→ Texto de lectura:
━━━━━━━━━━━━━━━━

Fastidiada, me contó de las propuestas que rechaza con frecuencia para filmar películas dentro de la casona. "El último que quiso alquilar la casa fue Adrián Suar", dijo.
A mí, tardaron cinco años en atenderme. Por ser vecinos que viven a su manera, por respeto a ellos, no quiero contar aquí detalles de su recoleta vida. Sólo dejo constancia del gusto que me provoca volver "al lugar del crimen" y confesar, como un bandido, que anduve por allí, robando inspiración, y dejar mi novela en su matrix. Me queda un deseo: que la próxima vez me inviten a conocerla por dentro y acaso ver con el rabillo del ojo esas presencias inquietantes que, por supuesto, no existen.

jueves, 16 de febrero de 2012

Dónde está mi pizza o cómo contar una historia

Séptimo.Las multitudes que se congregan en la pizzería Guerrín impresionan. ¿En qué horno infernal se abastece a tanta masa hambrienta? Anoche nos sucedió algo singular. Pedimos una pizza "familiar de mozzarella con aceitunas negras". A su tiempo, el mozo nos trajo una de mozzarella a secas. En un primer momento pensé que las aceitunas estaban ocultas bajo el abundante queso, pero no. A tres mesas, había dos muchachos perplejos, que miraban, como nosotros, su pizza. En medio del barullo, sucedió la comunicación:
–¿Esa pizza es la que ustedes pidieron? ¿No será esta?
Intercambio de bandejas con sonrisas.
Un cliente se hubiera enojado. (Apotegma para un futuro manifiesto de libertad sobre la sociedad de consumo: "Yo no soy cliente de nadie").Para nosotros, fue un motivo más para carcajear. Formas de tomar la vida.

━━━━━━━━━━━━━━━━

→ Datos para analizar:
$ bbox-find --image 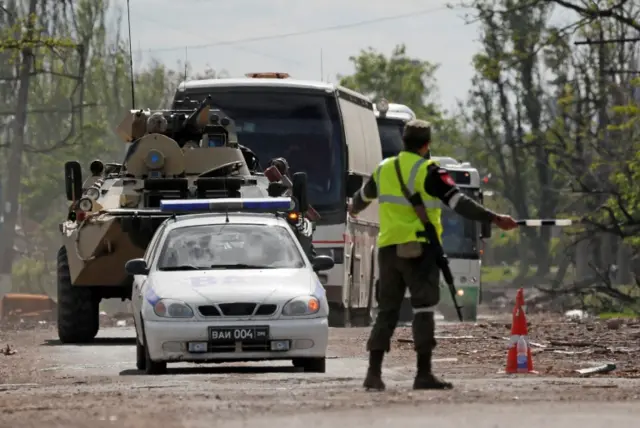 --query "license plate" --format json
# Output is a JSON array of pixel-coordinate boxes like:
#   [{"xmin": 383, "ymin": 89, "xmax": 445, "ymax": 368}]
[{"xmin": 209, "ymin": 326, "xmax": 269, "ymax": 342}]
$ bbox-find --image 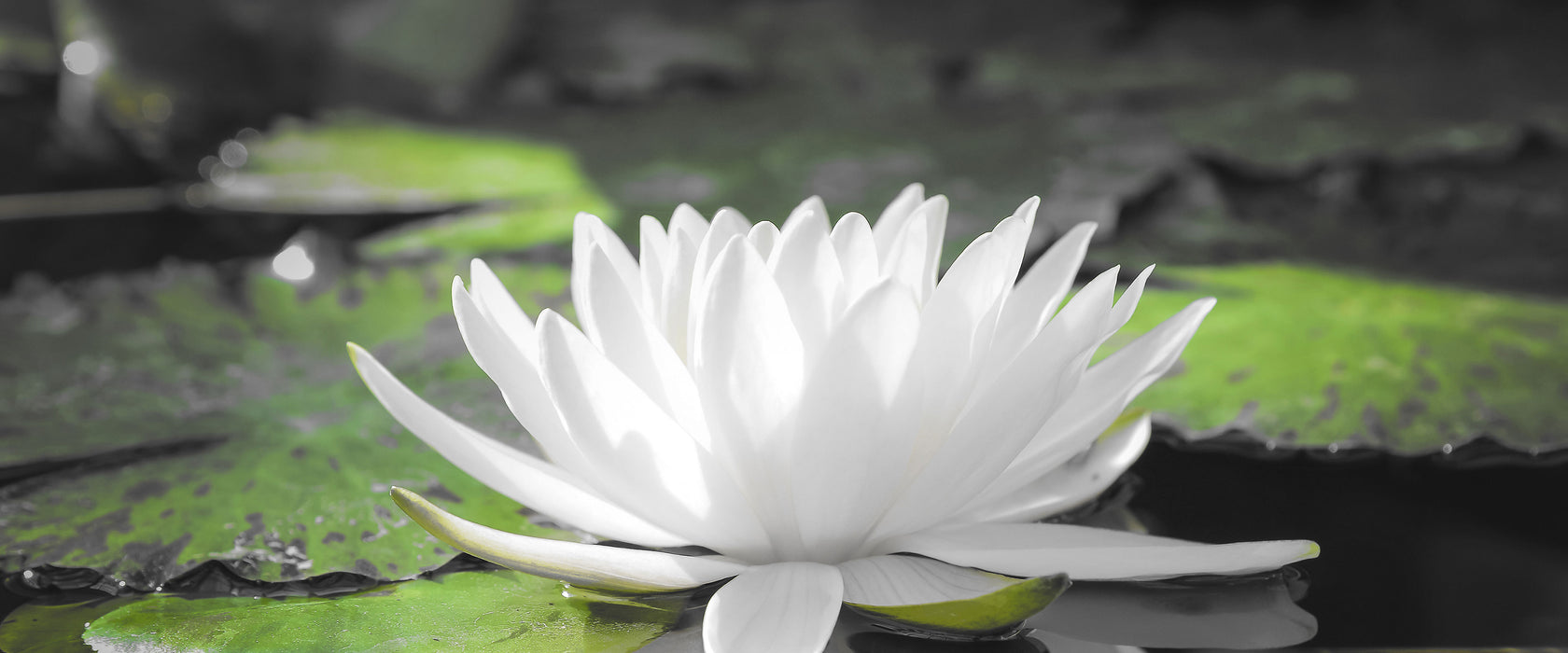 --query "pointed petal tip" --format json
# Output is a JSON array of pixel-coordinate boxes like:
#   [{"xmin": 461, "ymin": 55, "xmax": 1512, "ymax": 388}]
[{"xmin": 389, "ymin": 487, "xmax": 747, "ymax": 593}]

━━━━━━━━━━━━━━━━

Redacte la continuación del texto sobre la pizza cambiada en la pizzería Guerrín, a partir de su última oración.

→ Respuesta:
Eso sí, el mozo no estaba en su día: quince minutos después dejó caer una botella de vidrio y una astilla alcanzó a tocar la pierna desnuda de mi compañera. En ese momento pensé: "Si sale sangre, le hacemos un juicio a Guerrín", mientras miraba la salsa de tomate y elucubraba posibles astucias, siempre imaginarias. De verdad, eso me preocupó, pero no hubo sangre y la noche terminó cuando salió el sol. Por suerte, el Universo no pretende ser original de un día para otro y siempre nos ofrece el mismo ciclo de luz y sombra para que nosotros hagamos allí lo que se nos ocurra. Las pizzas de Guerrín tampoco son originales: son ricas y ofrecen muchas variantes. Lo mismo pienso de la literatura: aquel que no tiene nada para contar, pretende la originalidad y nos regala engendros, algo así como una pizza cruda, con un pulpo podrido y vagabundeo creativo a las finas hierbas, en porciones para anoréxicos. Humildemente: cuenta tu historia, que será una variante, en su medida, de la vieja historia que empezó a contar el poeta anónimo de Gilgamesh, hace cinco mil años, o el múltiple Homero, hace treinta siglos. Y qué vivan por siempre los maestros pizzeros de Guerrín.